EXERCISE INSTRUCTIONS =
• a. According to the personal planning passage below, why does the author take part in Community Supported Agriculture?
• b. Reproduce the portion of the personal planning passage that starts with the words "Every year, typically" and ends with "and wellness goals.".

My thirteen year old son is going to kill me for this. When I found this note stuck to his bedpost today, I was both tickled with the content and delighted with his process. He’d set goals or at least objectives for himself and his behavior. A series of blog post ideas immediately began popping off inside my head. So, I’m starting with the big picture – the notion of personal planning.
Every year, typically during the final days of December or sometimes around my birthday in March, I take time to evaluate the year that is closing and outline how I’d like the next one to go. I run through various aspects of my life with an eye on what I’d like to achieve. My list includes the areas of spirituality, health and wellness, family, friends, finances, fun and a learning agenda. I begin by focusing on desired outcomes in each of those areas followed by a tactical list of how I’ll achieve them. My process ends with a short list of positive statements or affirmations that I can use as daily reminders. As some of you will remember, the creation of this blog was one of those desired outcomes for this year and it won’t come as a surprise that participating in Community Supported Agriculture is one of the tactics that I use to achieve my health and wellness goals.

Saved entries
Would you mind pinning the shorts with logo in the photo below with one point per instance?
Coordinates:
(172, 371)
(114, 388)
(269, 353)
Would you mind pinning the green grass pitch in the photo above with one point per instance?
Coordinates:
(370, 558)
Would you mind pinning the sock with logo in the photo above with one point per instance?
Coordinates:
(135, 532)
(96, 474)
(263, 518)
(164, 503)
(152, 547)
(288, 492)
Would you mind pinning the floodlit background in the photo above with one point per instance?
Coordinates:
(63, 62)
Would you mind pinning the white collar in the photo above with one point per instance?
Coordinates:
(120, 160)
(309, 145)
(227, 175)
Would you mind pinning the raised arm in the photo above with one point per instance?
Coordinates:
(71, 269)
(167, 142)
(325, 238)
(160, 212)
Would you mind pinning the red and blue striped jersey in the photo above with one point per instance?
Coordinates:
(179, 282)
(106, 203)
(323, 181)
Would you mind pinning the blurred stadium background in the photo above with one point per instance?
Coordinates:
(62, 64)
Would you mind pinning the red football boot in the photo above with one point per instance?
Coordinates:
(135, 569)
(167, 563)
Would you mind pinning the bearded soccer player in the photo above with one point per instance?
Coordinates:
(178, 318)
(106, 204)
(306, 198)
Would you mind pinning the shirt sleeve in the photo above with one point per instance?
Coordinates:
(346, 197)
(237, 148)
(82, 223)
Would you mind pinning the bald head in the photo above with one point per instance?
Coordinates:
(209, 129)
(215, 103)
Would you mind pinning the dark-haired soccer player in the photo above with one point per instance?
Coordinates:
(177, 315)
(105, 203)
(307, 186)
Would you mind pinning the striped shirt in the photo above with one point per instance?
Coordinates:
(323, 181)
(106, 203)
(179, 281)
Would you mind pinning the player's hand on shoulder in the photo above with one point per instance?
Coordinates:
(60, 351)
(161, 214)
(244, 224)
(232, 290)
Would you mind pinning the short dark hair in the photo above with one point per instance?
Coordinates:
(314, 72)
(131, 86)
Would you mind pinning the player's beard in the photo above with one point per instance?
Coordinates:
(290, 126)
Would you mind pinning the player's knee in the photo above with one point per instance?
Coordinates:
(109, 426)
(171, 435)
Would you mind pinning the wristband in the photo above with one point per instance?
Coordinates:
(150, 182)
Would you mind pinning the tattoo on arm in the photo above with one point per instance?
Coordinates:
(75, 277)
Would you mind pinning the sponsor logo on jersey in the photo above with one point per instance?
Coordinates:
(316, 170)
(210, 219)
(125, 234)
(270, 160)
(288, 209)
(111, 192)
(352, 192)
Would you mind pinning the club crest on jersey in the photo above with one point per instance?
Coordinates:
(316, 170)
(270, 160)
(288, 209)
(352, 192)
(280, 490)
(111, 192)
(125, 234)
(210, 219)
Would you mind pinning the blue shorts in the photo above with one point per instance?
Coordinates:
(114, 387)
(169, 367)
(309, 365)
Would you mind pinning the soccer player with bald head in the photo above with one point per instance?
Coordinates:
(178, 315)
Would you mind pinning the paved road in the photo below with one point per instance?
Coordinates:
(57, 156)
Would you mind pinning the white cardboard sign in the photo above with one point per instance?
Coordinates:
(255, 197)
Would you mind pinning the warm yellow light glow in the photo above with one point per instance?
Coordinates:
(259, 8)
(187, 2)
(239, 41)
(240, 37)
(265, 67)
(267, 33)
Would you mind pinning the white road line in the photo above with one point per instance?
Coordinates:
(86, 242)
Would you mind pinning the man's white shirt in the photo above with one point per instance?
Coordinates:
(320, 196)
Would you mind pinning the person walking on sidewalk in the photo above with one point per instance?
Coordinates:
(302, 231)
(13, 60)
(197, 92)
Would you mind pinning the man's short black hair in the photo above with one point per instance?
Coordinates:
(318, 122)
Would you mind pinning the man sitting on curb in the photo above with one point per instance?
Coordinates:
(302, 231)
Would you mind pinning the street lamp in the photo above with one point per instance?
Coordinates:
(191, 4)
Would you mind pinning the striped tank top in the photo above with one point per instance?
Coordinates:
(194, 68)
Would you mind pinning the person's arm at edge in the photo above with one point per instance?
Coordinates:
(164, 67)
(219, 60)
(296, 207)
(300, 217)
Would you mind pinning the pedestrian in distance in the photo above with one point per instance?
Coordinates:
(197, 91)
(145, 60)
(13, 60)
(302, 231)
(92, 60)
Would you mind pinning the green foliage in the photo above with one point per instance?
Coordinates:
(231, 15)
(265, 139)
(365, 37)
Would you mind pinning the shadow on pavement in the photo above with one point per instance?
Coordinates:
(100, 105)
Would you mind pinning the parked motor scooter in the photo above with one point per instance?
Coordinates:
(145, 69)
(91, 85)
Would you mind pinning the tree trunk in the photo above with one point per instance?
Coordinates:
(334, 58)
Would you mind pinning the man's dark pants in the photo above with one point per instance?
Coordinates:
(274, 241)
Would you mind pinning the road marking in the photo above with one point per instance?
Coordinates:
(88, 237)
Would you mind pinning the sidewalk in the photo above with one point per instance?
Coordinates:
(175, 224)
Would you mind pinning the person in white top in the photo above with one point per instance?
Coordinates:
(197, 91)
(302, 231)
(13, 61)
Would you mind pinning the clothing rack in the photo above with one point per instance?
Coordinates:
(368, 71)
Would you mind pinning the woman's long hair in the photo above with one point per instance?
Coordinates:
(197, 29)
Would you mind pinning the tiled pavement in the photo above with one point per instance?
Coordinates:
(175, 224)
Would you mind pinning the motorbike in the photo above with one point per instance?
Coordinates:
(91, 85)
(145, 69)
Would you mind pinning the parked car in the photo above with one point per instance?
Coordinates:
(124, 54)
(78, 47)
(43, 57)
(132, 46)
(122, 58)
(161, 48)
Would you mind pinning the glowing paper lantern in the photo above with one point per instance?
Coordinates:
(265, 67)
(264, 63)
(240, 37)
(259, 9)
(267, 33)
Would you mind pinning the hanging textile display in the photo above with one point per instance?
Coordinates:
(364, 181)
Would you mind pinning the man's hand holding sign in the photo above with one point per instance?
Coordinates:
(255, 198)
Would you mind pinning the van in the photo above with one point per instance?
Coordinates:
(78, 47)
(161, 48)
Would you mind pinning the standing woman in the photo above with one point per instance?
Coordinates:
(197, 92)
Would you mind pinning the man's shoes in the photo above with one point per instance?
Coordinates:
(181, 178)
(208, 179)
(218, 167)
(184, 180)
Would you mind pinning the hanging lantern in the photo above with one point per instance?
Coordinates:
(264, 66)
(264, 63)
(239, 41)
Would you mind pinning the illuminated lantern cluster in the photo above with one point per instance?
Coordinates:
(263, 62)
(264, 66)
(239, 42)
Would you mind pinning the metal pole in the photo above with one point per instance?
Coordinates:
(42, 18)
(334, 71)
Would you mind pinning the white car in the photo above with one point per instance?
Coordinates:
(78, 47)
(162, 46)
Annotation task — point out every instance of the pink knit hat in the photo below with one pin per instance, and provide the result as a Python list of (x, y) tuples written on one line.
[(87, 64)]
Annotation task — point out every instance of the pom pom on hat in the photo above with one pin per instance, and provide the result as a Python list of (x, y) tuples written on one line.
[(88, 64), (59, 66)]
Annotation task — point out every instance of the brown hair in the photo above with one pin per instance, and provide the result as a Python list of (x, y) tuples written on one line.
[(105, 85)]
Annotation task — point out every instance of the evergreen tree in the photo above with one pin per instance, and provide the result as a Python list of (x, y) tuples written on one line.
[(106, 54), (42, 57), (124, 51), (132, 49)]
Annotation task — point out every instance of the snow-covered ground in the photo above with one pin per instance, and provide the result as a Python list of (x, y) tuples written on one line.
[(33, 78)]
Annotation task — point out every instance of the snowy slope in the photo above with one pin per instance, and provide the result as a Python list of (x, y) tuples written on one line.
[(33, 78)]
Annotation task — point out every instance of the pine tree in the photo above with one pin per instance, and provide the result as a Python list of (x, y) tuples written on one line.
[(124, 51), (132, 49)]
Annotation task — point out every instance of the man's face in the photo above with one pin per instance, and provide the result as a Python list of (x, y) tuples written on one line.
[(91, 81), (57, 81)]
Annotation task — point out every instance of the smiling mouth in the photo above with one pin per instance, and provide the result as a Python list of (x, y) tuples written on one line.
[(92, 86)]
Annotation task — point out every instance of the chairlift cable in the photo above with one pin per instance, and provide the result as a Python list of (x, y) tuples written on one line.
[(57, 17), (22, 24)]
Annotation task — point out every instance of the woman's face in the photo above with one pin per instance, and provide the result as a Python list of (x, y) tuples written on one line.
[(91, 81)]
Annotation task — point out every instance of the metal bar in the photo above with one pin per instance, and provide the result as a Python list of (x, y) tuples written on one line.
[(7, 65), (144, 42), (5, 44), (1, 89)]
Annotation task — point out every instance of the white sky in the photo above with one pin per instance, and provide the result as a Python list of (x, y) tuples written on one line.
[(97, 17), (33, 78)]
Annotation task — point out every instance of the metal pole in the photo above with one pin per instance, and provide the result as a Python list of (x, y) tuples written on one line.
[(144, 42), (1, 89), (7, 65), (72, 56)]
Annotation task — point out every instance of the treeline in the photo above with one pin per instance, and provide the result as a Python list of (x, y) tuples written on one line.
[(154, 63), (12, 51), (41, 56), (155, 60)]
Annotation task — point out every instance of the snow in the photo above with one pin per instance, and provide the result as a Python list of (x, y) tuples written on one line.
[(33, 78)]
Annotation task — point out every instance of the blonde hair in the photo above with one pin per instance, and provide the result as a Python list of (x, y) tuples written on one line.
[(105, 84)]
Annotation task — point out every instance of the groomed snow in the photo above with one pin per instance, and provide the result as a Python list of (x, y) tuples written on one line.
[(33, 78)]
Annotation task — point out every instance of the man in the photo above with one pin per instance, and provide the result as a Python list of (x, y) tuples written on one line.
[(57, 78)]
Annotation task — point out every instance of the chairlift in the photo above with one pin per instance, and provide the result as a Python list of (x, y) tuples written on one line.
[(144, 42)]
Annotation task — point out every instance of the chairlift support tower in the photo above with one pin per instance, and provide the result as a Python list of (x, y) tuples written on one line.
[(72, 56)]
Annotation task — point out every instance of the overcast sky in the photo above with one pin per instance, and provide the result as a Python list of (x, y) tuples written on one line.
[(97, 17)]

--

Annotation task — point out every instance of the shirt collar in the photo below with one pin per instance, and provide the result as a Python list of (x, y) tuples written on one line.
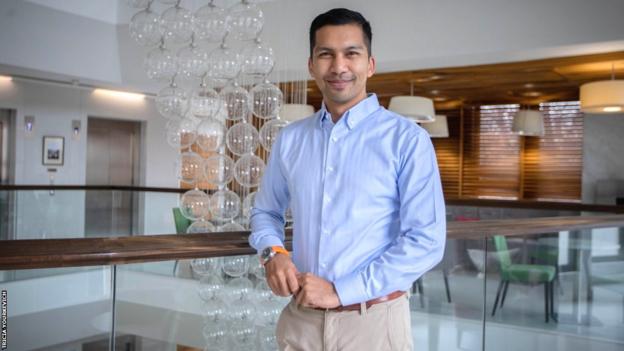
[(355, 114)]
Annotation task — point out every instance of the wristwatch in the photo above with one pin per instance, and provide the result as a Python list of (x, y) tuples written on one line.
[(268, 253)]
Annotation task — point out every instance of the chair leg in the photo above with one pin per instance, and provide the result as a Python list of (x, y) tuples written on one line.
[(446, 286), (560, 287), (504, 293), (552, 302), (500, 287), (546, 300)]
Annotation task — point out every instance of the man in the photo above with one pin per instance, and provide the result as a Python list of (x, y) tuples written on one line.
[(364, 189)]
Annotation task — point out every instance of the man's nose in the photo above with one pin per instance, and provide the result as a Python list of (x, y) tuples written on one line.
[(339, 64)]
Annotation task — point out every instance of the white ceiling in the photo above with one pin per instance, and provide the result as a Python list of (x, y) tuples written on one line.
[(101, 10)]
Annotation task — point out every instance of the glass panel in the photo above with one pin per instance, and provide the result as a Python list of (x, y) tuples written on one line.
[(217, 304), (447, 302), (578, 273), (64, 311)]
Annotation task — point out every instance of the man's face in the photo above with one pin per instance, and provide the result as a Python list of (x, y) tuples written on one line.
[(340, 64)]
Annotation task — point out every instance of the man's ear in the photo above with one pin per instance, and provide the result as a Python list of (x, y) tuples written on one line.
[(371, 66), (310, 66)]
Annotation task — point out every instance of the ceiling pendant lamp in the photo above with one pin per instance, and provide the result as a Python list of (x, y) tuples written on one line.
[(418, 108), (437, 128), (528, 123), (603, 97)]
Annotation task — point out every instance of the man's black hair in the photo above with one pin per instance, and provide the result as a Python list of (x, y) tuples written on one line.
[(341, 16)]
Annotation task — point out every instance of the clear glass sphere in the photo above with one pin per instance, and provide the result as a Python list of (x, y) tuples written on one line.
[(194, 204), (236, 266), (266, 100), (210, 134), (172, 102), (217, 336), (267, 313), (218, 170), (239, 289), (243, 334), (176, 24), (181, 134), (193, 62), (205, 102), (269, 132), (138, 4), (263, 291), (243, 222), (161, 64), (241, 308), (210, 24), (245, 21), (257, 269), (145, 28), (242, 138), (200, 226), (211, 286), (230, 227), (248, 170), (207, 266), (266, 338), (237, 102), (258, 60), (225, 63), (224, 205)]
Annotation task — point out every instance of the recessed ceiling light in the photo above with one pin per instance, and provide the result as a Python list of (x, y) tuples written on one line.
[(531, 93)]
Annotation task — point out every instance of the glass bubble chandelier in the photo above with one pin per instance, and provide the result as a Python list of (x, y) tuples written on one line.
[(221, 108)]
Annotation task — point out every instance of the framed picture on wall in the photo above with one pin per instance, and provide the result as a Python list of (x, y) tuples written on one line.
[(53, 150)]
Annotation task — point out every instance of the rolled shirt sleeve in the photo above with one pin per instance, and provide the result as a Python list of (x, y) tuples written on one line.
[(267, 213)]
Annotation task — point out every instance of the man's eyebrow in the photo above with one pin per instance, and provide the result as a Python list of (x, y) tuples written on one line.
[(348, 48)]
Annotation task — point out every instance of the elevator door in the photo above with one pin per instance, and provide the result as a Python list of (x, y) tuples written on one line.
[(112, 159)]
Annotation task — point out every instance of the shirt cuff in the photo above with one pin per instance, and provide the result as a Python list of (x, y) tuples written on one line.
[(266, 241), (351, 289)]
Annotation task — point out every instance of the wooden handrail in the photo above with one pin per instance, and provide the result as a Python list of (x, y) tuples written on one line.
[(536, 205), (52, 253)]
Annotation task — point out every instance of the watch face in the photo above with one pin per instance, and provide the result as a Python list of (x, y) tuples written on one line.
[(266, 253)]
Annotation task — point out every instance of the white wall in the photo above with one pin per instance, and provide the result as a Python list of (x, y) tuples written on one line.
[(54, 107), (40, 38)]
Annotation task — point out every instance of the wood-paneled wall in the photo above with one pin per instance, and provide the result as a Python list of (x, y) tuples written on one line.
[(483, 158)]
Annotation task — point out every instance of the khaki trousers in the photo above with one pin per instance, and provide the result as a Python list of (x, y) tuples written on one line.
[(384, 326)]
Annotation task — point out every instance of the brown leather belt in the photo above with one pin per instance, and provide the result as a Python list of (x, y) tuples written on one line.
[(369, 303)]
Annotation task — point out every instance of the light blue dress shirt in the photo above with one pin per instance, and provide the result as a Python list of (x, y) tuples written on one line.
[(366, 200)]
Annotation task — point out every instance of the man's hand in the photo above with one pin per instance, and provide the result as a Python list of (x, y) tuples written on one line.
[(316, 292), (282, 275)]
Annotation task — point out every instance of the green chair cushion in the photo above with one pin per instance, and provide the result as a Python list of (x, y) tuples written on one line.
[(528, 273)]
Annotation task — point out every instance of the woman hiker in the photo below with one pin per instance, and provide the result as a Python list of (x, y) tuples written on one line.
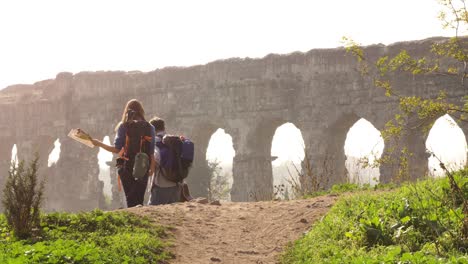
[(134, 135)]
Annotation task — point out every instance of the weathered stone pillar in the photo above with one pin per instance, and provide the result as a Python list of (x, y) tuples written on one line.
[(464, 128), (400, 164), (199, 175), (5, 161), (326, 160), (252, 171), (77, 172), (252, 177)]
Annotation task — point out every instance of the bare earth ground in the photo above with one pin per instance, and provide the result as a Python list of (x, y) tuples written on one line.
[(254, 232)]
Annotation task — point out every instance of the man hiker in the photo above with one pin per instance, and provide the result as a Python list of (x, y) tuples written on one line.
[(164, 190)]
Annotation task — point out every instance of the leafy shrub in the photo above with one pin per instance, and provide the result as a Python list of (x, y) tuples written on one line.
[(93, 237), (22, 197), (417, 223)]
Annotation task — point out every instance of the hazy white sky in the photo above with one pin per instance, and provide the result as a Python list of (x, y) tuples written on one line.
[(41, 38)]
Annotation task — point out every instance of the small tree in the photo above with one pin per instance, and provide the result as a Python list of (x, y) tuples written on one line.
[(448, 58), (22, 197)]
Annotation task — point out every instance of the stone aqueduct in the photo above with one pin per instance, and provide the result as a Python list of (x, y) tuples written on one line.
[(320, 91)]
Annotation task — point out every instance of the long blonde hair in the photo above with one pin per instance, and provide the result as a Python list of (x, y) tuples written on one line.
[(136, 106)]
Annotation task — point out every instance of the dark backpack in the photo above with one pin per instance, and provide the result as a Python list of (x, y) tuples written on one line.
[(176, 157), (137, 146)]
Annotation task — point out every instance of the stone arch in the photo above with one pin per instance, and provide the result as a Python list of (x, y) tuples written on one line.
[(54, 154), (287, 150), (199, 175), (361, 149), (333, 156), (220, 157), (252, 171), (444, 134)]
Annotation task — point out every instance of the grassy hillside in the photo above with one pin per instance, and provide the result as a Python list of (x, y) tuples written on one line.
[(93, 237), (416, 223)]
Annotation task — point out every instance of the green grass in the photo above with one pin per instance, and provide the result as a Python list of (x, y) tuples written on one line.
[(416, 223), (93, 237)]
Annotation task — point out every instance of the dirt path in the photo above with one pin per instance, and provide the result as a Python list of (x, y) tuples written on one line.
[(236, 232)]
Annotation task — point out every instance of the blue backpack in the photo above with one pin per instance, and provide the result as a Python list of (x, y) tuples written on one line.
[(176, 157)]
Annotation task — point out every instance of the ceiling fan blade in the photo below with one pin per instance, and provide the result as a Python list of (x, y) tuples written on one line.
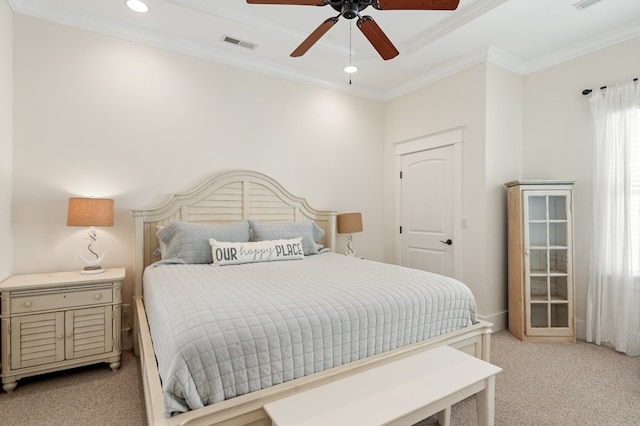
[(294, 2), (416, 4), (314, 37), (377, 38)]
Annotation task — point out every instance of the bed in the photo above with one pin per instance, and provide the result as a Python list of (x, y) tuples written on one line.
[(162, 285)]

---

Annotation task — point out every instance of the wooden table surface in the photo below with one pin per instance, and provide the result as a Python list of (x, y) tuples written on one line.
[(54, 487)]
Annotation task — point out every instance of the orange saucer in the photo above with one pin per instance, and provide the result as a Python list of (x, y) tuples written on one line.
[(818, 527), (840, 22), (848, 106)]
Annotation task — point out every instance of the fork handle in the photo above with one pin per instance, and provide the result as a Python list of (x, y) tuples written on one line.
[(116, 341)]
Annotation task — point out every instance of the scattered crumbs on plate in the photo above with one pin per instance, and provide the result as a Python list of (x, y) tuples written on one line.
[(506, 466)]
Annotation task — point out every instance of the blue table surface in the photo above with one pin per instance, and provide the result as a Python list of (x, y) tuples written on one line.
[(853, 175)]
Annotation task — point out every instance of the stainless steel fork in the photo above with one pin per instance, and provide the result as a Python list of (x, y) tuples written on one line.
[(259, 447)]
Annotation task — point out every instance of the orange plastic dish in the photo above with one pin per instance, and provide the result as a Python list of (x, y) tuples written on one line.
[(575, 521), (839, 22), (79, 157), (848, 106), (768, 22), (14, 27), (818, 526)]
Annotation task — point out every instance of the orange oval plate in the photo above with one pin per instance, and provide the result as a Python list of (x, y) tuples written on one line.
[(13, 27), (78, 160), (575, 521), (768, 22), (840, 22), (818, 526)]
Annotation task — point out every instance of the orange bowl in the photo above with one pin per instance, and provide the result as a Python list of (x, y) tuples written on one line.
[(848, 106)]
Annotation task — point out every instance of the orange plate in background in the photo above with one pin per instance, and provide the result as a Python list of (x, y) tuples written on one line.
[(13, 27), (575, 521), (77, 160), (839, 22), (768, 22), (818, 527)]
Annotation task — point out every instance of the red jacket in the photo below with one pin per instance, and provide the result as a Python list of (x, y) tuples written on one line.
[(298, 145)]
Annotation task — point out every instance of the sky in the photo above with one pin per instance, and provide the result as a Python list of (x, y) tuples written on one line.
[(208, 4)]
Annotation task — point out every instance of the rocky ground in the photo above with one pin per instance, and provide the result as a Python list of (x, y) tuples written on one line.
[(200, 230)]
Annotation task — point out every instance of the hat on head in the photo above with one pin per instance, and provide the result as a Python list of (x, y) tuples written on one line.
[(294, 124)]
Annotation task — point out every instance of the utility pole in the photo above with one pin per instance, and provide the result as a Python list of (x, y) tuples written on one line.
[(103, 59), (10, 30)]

ANSWERS IN ORDER =
• a. The author participates in Community Supported Agriculture as one of the tactics used to reach personal health and wellness goals.

• b.
Every year, typically during the final days of December or sometimes around my birthday in March, I take time to evaluate the year that is closing and outline how I’d like the next one to go. I run through various aspects of my life with an eye on what I’d like to achieve. My list includes the areas of spirituality, health and wellness, family, friends, finances, fun and a learning agenda. I begin by focusing on desired outcomes in each of those areas followed by a tactical list of how I’ll achieve them. My process ends with a short list of positive statements or affirmations that I can use as daily reminders. As some of you will remember, the creation of this blog was one of those desired outcomes for this year and it won’t come as a surprise that participating in Community Supported Agriculture is one of the tactics that I use to achieve my health and wellness goals.